### Exercise brief
Please summarize the text below on palliative radiotherapy in England in two sentences.

### Page text
════

Hypofractionated palliative radiotherapy (PallRT) aims to improve symptom control and, in limited circumstances, survival whilst minimising treatment burden. Anecdotally, wide variation in use persists. The national radiotherapy dataset (RTDS), collected by PHE, provides a unique opportunity to assess variation in use and early mortality (a marker of futility) following palliative radiotherapy.

Material and Methods

All radiotherapy episodes delivered 2 years in the English NHS were extracted from the RTDS, linked to cancer registration and admissions data. Treatment intent was defined using clinically determined algorithms. Site-treated using PallRT was defined using anatomical codes. Variation in fractionation patterns of PallRT was assessed by provider organisation. 30 day mortality (30DM) was determined and predictors of 30DM assessed using multi-variable logistic regression models. Variation in 30DM between providers was presented using unadjusted and adjusted funnel plots.

Results

Over 100,000 palliative radiotherapy treatments were delivered across the English NHS in 2014-15. Treatment to bone lesions accounted for the largest proportion (41.7% of delivered prescriptions), followed by treatments for soft tissue (39.5%), brain and base of skull metastases (10.5%) and the head and neck (2.9%). The fractionation patterns delivered varied widely between provider organisations. For example, 65% of non-emergency bone and spinal treatments were delivered using a single fraction (range 37.7-90.3%), see figure 1. Over 8000 patients died within 30 days of a first treatment episode in the cohort (10.4%). Multiple factors were significantly associated with 30DM. These included fractionation pattern (10 fractions vs single fraction OR 0.23 (95%CI 0.21-0.26)), travel time (>60 minutes vs <20 minutes OR 0.85(95%CI 0.76-0.96)), urgency of treatment (emergency vs routine OR 2.02 (95%CI 1.87-2.18)) and inpatient status at treatment (inpatient vs outpatient OR 2.44 (95% CI 2.16-2.77)). The variation in 30DM was presented using unadjusted and adjusted funnel plots (see figure 2).

Figure 1. Variation in fractionation patterns for bone metastases by provider organisation

Figure 2. Funnel plot showing 30 day mortality by provider organisation after adjustment for fractionation and travel time
Conclusion

Wide variation in the use of fractionation in PallRT was demonstrated alongside variation in 30DM. The benefit delivered to those who die very soon after treatment is likely to be very limited. Better understanding of the benefits gained by these very poor prognosis patients, and validated prognostic models, are needed to help inform decision-making. This may help to avoid fractionation in this frail population and, where appropriate, guide use of alternative strategies, such as holistic palliative care.

The data quality and ascertainment in the RTDS are improving rapidly and there is now a pressing need for these data to be presented to treating clinicians to allow individuals to better understand how practise within their centre compares to peers. This will support ongoing professional development and improvement of services where appropriate.

════

### Data to examine
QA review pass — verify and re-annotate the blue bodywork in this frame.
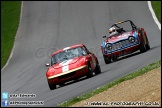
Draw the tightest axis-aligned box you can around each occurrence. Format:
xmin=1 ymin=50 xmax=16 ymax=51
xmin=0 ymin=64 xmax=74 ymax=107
xmin=101 ymin=31 xmax=140 ymax=55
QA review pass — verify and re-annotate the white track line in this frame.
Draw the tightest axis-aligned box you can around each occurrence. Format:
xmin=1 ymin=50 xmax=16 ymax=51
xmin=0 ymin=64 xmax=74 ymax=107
xmin=1 ymin=1 xmax=161 ymax=71
xmin=1 ymin=1 xmax=23 ymax=71
xmin=147 ymin=1 xmax=161 ymax=30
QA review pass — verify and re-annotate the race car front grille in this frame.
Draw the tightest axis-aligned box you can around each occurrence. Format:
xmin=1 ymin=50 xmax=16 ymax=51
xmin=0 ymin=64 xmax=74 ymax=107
xmin=112 ymin=39 xmax=130 ymax=50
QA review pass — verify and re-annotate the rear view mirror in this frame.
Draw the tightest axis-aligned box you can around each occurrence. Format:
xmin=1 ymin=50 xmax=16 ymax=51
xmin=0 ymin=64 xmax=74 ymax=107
xmin=103 ymin=36 xmax=106 ymax=38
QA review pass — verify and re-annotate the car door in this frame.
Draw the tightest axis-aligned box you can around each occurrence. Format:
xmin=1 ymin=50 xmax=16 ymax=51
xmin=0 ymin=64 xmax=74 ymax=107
xmin=83 ymin=47 xmax=96 ymax=70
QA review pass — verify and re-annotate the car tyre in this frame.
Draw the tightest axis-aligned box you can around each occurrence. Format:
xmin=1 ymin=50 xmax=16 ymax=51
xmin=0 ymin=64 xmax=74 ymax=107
xmin=48 ymin=82 xmax=56 ymax=90
xmin=87 ymin=63 xmax=93 ymax=78
xmin=95 ymin=63 xmax=101 ymax=74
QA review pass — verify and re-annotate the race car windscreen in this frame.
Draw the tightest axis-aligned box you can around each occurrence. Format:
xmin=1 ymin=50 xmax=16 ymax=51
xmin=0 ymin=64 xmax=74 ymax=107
xmin=51 ymin=47 xmax=86 ymax=65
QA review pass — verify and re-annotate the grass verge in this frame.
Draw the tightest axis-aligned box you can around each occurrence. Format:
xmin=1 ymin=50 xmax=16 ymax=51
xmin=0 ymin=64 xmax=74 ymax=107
xmin=1 ymin=1 xmax=21 ymax=69
xmin=151 ymin=1 xmax=161 ymax=23
xmin=57 ymin=60 xmax=161 ymax=107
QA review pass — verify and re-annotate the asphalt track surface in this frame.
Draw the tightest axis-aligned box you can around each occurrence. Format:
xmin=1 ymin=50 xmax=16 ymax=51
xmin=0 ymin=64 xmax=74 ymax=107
xmin=1 ymin=1 xmax=161 ymax=107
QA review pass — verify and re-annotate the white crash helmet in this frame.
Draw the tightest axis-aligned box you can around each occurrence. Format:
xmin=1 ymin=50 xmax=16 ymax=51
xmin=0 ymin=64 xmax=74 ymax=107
xmin=109 ymin=27 xmax=115 ymax=34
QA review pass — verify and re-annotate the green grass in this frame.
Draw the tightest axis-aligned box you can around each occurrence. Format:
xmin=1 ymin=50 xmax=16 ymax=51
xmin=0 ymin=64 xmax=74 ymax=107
xmin=1 ymin=1 xmax=21 ymax=68
xmin=57 ymin=60 xmax=161 ymax=107
xmin=151 ymin=1 xmax=161 ymax=23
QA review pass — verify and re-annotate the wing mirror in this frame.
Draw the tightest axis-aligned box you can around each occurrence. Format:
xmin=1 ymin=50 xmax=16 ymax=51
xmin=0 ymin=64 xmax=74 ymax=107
xmin=103 ymin=36 xmax=106 ymax=38
xmin=45 ymin=63 xmax=50 ymax=67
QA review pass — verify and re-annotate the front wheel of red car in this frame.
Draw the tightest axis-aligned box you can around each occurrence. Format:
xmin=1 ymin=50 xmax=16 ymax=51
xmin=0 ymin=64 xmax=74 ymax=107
xmin=95 ymin=63 xmax=101 ymax=74
xmin=48 ymin=82 xmax=56 ymax=90
xmin=87 ymin=63 xmax=93 ymax=78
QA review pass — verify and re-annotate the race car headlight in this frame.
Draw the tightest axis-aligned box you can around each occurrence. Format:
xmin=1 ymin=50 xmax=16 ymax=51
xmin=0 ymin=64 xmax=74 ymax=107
xmin=128 ymin=36 xmax=136 ymax=43
xmin=106 ymin=43 xmax=112 ymax=50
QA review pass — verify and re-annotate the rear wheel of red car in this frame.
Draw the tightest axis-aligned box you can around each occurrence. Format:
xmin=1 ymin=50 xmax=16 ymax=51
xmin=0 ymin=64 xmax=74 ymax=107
xmin=95 ymin=63 xmax=101 ymax=74
xmin=87 ymin=63 xmax=93 ymax=78
xmin=140 ymin=39 xmax=147 ymax=53
xmin=103 ymin=55 xmax=111 ymax=64
xmin=48 ymin=82 xmax=56 ymax=90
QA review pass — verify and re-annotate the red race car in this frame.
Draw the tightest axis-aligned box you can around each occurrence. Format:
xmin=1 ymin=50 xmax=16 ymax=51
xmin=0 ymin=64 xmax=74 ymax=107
xmin=101 ymin=20 xmax=150 ymax=64
xmin=46 ymin=44 xmax=101 ymax=90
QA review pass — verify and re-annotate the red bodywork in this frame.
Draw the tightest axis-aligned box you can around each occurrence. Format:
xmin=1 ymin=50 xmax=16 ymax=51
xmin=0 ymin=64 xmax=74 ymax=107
xmin=46 ymin=44 xmax=98 ymax=85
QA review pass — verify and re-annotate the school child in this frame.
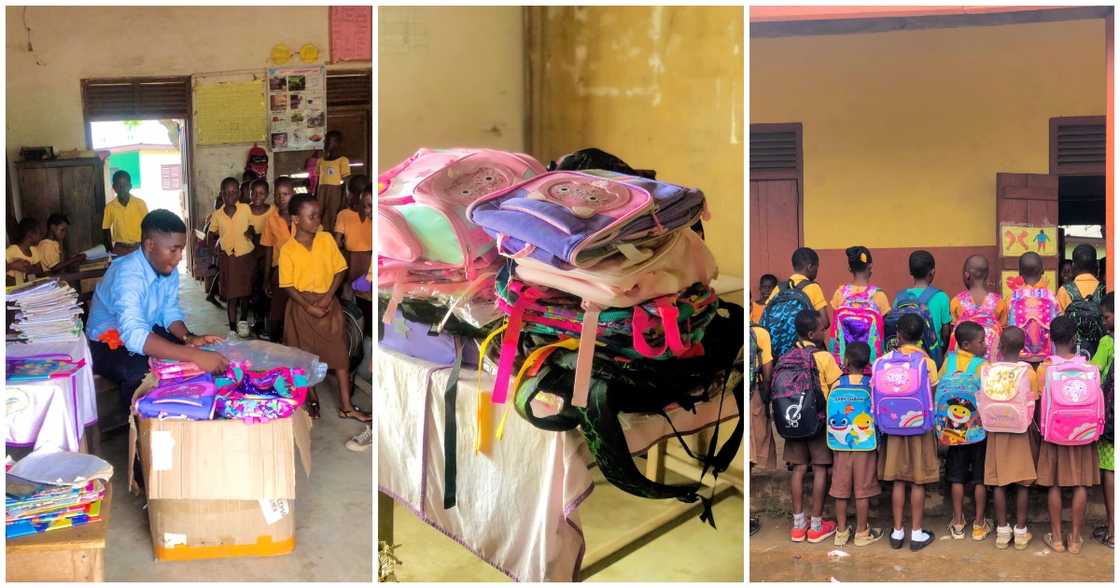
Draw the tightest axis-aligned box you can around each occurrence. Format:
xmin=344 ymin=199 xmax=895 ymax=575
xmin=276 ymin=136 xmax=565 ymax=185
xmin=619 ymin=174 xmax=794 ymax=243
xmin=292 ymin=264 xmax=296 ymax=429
xmin=750 ymin=273 xmax=777 ymax=325
xmin=316 ymin=131 xmax=349 ymax=232
xmin=747 ymin=324 xmax=777 ymax=535
xmin=1093 ymin=292 xmax=1116 ymax=548
xmin=101 ymin=169 xmax=148 ymax=255
xmin=983 ymin=326 xmax=1042 ymax=551
xmin=209 ymin=178 xmax=256 ymax=338
xmin=279 ymin=194 xmax=371 ymax=422
xmin=879 ymin=313 xmax=949 ymax=551
xmin=829 ymin=342 xmax=883 ymax=547
xmin=937 ymin=320 xmax=991 ymax=541
xmin=261 ymin=176 xmax=296 ymax=343
xmin=4 ymin=216 xmax=46 ymax=286
xmin=782 ymin=310 xmax=842 ymax=543
xmin=1037 ymin=313 xmax=1101 ymax=554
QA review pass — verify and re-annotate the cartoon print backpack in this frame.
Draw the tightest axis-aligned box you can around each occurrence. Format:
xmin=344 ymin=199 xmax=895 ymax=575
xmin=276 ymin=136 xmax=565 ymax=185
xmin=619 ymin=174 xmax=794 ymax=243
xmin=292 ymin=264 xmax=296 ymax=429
xmin=883 ymin=286 xmax=943 ymax=366
xmin=949 ymin=290 xmax=1003 ymax=362
xmin=1007 ymin=288 xmax=1058 ymax=362
xmin=762 ymin=280 xmax=814 ymax=357
xmin=871 ymin=349 xmax=933 ymax=436
xmin=771 ymin=347 xmax=824 ymax=440
xmin=829 ymin=284 xmax=883 ymax=365
xmin=1040 ymin=355 xmax=1104 ymax=445
xmin=977 ymin=362 xmax=1035 ymax=432
xmin=824 ymin=375 xmax=878 ymax=451
xmin=933 ymin=353 xmax=988 ymax=447
xmin=1065 ymin=282 xmax=1104 ymax=357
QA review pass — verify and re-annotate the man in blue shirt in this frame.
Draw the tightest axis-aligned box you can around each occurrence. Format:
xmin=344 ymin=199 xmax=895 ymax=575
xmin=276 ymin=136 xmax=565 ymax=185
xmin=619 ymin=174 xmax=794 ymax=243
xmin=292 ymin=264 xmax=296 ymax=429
xmin=85 ymin=209 xmax=228 ymax=405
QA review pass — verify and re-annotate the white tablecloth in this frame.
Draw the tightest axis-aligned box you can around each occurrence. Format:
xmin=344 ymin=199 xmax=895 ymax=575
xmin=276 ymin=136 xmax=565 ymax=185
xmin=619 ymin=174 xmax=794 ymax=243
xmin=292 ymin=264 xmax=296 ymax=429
xmin=4 ymin=337 xmax=97 ymax=451
xmin=374 ymin=351 xmax=738 ymax=581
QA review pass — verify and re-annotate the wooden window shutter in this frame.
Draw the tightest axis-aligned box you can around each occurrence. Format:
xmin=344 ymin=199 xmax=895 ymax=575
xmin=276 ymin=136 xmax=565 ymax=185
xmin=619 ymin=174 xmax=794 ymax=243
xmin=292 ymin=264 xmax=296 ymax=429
xmin=82 ymin=76 xmax=190 ymax=121
xmin=1049 ymin=116 xmax=1104 ymax=176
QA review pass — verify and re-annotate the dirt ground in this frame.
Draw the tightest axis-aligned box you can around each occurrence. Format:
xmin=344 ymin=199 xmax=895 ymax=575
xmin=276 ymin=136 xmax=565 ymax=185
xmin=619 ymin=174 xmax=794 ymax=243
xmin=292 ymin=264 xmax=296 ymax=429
xmin=749 ymin=516 xmax=1113 ymax=582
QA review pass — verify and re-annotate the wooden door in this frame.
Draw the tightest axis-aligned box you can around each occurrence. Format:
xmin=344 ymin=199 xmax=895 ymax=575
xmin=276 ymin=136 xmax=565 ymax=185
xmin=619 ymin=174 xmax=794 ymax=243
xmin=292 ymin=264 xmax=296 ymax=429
xmin=749 ymin=179 xmax=801 ymax=289
xmin=996 ymin=174 xmax=1061 ymax=297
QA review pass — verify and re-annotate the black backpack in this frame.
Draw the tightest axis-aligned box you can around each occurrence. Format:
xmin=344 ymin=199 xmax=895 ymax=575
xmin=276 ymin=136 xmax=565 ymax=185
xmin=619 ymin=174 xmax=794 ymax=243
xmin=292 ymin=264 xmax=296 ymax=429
xmin=1064 ymin=282 xmax=1104 ymax=357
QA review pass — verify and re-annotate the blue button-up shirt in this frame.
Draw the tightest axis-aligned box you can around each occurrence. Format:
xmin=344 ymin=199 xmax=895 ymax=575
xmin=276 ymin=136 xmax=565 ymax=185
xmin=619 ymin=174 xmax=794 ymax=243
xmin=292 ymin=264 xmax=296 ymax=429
xmin=85 ymin=250 xmax=184 ymax=355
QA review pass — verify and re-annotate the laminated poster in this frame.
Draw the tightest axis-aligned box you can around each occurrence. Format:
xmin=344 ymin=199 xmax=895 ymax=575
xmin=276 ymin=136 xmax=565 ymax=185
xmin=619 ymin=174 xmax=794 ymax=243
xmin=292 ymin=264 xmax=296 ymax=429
xmin=268 ymin=66 xmax=327 ymax=151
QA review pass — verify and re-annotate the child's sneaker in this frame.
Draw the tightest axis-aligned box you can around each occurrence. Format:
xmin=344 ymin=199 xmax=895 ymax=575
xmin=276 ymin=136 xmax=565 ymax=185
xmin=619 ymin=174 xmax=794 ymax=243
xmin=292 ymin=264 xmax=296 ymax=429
xmin=808 ymin=521 xmax=837 ymax=543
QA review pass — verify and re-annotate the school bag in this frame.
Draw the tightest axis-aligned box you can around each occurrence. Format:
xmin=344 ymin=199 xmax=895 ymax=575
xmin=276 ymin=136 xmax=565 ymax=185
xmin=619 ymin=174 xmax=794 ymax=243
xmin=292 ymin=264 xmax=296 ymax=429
xmin=824 ymin=375 xmax=878 ymax=451
xmin=871 ymin=349 xmax=933 ymax=436
xmin=769 ymin=346 xmax=825 ymax=440
xmin=977 ymin=362 xmax=1035 ymax=432
xmin=762 ymin=280 xmax=814 ymax=357
xmin=1065 ymin=282 xmax=1104 ymax=357
xmin=829 ymin=284 xmax=883 ymax=365
xmin=883 ymin=286 xmax=943 ymax=366
xmin=948 ymin=290 xmax=1004 ymax=362
xmin=1039 ymin=355 xmax=1104 ymax=446
xmin=1007 ymin=288 xmax=1058 ymax=362
xmin=933 ymin=353 xmax=987 ymax=447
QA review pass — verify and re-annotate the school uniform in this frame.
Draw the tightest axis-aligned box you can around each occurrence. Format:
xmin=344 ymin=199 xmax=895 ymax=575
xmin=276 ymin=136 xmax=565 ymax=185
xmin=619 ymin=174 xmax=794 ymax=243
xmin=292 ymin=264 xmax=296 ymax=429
xmin=749 ymin=326 xmax=777 ymax=469
xmin=829 ymin=374 xmax=883 ymax=500
xmin=211 ymin=203 xmax=256 ymax=300
xmin=1036 ymin=358 xmax=1101 ymax=487
xmin=782 ymin=338 xmax=843 ymax=466
xmin=879 ymin=340 xmax=949 ymax=484
xmin=279 ymin=232 xmax=349 ymax=370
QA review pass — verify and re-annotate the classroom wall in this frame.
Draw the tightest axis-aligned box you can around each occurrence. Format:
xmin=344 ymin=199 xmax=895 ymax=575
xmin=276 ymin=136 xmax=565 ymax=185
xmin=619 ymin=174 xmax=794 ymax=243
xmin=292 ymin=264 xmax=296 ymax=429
xmin=531 ymin=7 xmax=744 ymax=277
xmin=749 ymin=19 xmax=1105 ymax=293
xmin=377 ymin=7 xmax=525 ymax=170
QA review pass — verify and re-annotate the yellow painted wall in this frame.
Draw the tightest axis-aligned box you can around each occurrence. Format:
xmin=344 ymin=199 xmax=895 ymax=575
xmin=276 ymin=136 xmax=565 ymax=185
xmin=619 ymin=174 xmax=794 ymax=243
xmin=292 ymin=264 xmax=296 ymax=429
xmin=532 ymin=7 xmax=744 ymax=276
xmin=748 ymin=19 xmax=1105 ymax=249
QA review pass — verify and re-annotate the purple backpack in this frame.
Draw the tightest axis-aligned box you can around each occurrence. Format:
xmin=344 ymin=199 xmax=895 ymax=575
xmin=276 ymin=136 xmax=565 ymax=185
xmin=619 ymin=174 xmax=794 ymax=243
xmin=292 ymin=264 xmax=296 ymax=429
xmin=467 ymin=170 xmax=704 ymax=269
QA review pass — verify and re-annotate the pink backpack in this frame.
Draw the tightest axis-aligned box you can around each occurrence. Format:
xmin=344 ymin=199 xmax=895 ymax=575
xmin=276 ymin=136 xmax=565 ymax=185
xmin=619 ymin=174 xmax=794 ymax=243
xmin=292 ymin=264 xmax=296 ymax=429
xmin=1040 ymin=355 xmax=1104 ymax=445
xmin=977 ymin=362 xmax=1035 ymax=432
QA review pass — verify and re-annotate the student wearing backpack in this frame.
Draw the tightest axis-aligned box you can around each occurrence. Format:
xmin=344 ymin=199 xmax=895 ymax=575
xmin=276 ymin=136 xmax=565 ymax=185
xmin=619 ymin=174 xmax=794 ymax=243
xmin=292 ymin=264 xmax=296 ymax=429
xmin=782 ymin=310 xmax=842 ymax=543
xmin=981 ymin=327 xmax=1042 ymax=550
xmin=872 ymin=311 xmax=949 ymax=551
xmin=1037 ymin=315 xmax=1101 ymax=554
xmin=937 ymin=320 xmax=992 ymax=541
xmin=760 ymin=248 xmax=829 ymax=357
xmin=829 ymin=342 xmax=883 ymax=547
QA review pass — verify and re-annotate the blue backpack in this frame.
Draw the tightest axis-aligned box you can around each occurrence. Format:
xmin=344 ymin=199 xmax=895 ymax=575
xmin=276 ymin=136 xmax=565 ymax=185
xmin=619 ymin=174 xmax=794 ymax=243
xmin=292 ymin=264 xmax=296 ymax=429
xmin=824 ymin=375 xmax=877 ymax=451
xmin=883 ymin=286 xmax=944 ymax=367
xmin=762 ymin=280 xmax=813 ymax=357
xmin=933 ymin=353 xmax=988 ymax=447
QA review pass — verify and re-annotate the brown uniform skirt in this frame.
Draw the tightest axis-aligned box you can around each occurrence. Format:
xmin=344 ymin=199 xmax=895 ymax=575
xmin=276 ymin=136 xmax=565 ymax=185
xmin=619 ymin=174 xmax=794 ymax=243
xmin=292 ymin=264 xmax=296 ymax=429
xmin=283 ymin=292 xmax=349 ymax=370
xmin=879 ymin=431 xmax=941 ymax=484
xmin=1038 ymin=441 xmax=1101 ymax=487
xmin=217 ymin=251 xmax=256 ymax=300
xmin=750 ymin=392 xmax=777 ymax=469
xmin=983 ymin=427 xmax=1039 ymax=486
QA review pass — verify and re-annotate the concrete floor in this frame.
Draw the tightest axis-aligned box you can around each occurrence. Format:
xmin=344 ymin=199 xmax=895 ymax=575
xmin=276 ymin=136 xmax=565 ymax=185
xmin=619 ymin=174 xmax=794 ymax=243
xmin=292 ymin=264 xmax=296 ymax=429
xmin=100 ymin=274 xmax=374 ymax=582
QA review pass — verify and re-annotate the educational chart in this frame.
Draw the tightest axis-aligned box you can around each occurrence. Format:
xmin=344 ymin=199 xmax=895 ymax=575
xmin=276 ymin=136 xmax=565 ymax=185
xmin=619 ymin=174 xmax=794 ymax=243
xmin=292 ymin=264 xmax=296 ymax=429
xmin=268 ymin=66 xmax=327 ymax=151
xmin=195 ymin=81 xmax=268 ymax=144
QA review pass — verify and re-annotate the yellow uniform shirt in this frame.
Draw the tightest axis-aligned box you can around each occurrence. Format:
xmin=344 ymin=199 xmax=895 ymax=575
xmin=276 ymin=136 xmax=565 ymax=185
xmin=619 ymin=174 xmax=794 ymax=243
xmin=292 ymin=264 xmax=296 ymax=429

════

### Response
Using national radiotherapy data linked to cancer registration and admissions data, the study found that over 100,000 palliative radiotherapy treatments were delivered across the English NHS in 2014-15, with fractionation patterns varying widely between providers and 10.4% of patients dying within 30 days of a first treatment. The authors conclude that patients who die very soon after treatment likely gain very limited benefit, and that better understanding of that benefit, validated prognostic models, and sharing the data with treating clinicians are needed to inform decisions and improve services.